**Your goal**: Every record must be restated exactly as written.

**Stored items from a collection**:
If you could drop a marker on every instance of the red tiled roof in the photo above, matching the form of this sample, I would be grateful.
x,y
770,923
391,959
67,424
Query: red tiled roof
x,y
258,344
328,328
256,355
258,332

**Answer section**:
If you could drop a marker on every instance of the red tiled roof in the photo above, matching the form of this sample, I would be grateful.
x,y
770,923
391,959
67,424
Query: red tiled roof
x,y
258,344
328,328
256,355
258,332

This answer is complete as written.